Description of the task:
Return the entries below verbatim, reproducing every line without any change.
Begin
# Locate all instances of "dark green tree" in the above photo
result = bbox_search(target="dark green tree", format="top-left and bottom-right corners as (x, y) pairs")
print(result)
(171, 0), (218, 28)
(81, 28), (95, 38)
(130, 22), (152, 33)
End
Answer for the task:
# Locate all instances of "dark green tree" in the above photo
result = bbox_search(target="dark green tree", format="top-left and bottom-right corners as (x, y) pairs")
print(result)
(171, 0), (218, 28)
(81, 28), (95, 38)
(130, 22), (152, 33)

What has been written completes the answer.